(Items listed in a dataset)
━━━━━━━━
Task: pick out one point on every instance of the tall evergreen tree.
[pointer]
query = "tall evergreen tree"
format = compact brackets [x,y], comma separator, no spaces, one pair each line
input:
━━━━━━━━
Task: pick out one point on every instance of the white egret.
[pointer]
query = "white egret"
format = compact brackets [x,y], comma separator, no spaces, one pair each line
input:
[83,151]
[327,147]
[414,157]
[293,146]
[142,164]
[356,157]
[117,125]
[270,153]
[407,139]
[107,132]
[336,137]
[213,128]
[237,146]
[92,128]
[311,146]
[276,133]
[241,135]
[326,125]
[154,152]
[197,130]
━━━━━━━━
TASK GOAL: Look through the data above for the word "query". Report each line where it occurs.

WRITTEN RESPONSE:
query = "tall evergreen tree"
query = "white egret"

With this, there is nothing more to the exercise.